The Law Society have issued a practice note providing interim guidance on mitigating any risk of liability for these funds.  It is unlikely that you will be liable for negligence for the loss of client’s monies, so long has you have placed the monies in accordance with the Solicitors’ Accounts Rules.  However any final decision on this is for the courts to decide.
 

The practice note suggests areas to consider in order to mitigate any risk of liability:

1. It would be prudent to advise your clients that you may not be liable to repay money lost through a banking failure. You may therefore update your terms of business to disclaim any liability.

2. You should make a reasonable assessment of the circumstances surrounding your individual client accounts and take any appropriate action. Factors to consider could include:

      - any statements from the bank reassuring customers of its stability

    - any government guarantees for depositors in UK banks, or for particular banks (This is not an exhaustive list)

3. You should not attempt to limit the extent of your liability to honour undertakings.

4. The client should also be reminded that the financial institutes holding the funds will group the account balances of individuals, sole traders, partnerships of less than1.4 million turnover and small companies so that they are only protected up to the £50,000 limit under the FSCS scheme (this new limit came into being 7/10). In other words clients with other accounts in a failing bank would only be covered for cumulative balances up to the protected amount of £50,000.

_Given task a_
Please reproduce the stretch of the passage on client funds from "The practice note" through "disclaim any liability.", switching "banking failure" to "bank collapse".
The passage on client funds and these entries are unrelated to each other.

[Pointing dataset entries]
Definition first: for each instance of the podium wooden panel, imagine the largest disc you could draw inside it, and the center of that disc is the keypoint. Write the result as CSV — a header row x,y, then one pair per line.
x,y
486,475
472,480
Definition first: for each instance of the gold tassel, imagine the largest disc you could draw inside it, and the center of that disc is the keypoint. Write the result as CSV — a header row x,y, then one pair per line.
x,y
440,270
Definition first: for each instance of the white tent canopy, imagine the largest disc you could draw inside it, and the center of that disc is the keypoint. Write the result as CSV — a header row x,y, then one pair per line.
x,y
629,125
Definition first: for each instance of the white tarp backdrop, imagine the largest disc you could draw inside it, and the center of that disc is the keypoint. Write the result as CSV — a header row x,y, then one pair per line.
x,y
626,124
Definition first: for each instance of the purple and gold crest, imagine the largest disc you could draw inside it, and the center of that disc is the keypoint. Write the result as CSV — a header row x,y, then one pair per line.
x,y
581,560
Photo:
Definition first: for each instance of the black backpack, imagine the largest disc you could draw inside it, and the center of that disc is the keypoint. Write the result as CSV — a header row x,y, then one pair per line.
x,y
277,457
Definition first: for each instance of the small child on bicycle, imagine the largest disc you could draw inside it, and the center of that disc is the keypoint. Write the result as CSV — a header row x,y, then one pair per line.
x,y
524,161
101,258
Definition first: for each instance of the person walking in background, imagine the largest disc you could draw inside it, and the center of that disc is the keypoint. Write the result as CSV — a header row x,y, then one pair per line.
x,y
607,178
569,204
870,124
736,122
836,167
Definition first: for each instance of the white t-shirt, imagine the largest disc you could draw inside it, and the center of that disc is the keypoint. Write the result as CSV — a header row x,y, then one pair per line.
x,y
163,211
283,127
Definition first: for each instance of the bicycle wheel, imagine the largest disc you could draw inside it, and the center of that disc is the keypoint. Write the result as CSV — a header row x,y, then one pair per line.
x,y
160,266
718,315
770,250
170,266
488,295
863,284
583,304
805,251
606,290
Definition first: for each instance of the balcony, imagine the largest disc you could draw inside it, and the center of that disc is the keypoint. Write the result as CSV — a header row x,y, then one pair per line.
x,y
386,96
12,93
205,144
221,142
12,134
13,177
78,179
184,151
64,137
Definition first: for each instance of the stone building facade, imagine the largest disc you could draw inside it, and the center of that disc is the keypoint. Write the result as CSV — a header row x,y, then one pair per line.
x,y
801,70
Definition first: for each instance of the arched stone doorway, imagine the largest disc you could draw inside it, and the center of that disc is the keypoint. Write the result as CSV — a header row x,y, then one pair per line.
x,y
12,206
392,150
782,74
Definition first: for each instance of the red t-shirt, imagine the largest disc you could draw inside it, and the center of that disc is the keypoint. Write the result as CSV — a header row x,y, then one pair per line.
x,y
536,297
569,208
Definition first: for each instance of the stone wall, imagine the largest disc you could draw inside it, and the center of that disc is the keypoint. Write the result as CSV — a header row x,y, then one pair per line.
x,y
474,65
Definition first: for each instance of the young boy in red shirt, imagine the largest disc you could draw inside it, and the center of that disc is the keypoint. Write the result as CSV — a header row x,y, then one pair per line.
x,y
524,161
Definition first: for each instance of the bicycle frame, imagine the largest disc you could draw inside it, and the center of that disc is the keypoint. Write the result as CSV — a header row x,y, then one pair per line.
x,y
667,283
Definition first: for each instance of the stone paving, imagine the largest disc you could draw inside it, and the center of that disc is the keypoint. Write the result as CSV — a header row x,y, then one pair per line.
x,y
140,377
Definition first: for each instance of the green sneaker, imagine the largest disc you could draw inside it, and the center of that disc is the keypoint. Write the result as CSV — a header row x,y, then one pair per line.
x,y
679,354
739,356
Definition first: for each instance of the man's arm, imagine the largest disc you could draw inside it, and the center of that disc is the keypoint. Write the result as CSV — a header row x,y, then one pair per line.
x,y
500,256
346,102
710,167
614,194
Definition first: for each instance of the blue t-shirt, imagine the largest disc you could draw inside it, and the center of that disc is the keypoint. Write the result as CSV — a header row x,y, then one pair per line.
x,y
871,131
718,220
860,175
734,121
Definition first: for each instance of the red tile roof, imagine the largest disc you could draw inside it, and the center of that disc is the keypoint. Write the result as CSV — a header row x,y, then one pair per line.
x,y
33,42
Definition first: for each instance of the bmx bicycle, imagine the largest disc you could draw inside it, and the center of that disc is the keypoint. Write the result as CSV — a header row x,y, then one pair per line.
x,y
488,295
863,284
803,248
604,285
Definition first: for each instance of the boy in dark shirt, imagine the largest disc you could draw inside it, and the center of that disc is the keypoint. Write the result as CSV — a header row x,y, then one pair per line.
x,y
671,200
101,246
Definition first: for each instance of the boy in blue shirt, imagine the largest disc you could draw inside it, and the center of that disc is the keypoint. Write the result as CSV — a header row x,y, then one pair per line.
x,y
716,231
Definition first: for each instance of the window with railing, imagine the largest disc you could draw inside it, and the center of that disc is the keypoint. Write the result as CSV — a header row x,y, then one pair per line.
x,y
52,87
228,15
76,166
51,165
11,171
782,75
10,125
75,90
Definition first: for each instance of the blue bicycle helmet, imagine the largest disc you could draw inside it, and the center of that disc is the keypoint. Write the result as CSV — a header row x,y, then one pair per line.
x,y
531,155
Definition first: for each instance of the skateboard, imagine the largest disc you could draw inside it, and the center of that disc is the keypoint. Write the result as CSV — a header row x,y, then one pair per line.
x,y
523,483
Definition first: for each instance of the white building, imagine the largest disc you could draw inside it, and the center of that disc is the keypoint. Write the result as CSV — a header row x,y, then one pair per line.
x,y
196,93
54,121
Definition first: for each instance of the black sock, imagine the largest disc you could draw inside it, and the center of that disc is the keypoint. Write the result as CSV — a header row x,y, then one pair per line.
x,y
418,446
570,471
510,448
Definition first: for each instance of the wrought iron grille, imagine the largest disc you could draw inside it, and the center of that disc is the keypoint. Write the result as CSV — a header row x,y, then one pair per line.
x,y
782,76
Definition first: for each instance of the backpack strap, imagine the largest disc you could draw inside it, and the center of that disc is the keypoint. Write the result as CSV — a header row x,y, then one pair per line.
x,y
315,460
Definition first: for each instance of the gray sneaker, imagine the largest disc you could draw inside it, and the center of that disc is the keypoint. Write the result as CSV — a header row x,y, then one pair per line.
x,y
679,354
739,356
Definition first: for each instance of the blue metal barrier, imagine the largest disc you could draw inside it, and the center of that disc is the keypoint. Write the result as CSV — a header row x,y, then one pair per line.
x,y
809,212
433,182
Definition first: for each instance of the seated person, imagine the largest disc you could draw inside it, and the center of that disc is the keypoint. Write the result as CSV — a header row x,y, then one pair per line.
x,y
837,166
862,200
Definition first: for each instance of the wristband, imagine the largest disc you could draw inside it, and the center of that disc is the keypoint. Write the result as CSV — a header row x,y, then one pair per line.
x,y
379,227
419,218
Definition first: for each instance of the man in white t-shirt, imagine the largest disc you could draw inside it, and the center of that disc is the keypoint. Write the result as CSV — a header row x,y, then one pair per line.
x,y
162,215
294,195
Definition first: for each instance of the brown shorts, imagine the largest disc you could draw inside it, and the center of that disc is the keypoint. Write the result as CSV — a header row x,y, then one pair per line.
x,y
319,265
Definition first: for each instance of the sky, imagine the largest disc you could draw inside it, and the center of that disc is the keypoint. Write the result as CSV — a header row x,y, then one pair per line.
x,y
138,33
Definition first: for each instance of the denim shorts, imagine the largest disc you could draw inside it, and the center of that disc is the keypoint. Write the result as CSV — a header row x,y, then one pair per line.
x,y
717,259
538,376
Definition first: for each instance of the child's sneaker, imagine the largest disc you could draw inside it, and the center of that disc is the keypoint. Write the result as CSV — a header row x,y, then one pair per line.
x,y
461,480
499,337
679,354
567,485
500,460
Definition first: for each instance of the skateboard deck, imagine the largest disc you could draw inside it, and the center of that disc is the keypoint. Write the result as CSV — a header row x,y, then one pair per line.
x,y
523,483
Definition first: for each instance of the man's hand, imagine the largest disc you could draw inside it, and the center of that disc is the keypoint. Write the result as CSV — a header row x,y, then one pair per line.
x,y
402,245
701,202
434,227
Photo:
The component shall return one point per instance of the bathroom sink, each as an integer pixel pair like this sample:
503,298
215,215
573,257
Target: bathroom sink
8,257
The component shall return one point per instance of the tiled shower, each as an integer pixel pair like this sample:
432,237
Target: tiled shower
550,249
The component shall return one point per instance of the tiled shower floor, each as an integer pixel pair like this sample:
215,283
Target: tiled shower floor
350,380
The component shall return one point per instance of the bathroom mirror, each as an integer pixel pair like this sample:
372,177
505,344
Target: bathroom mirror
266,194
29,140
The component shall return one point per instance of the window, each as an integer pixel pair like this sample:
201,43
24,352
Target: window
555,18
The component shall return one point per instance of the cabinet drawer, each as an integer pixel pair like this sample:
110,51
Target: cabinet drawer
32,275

_Given task b_
List each line of the entries that contains the string "drawer".

_Right answer a_
The practice note suggests areas to consider in order to mitigate any risk of liability:

1. It would be prudent to advise your clients that you may not be liable to repay money lost through a bank collapse. You may therefore update your terms of business to disclaim any liability.

_Right answer b_
The component shall return one point per instance of the cabinet drawer, each as an integer pixel pair like this sample:
Target: cabinet drawer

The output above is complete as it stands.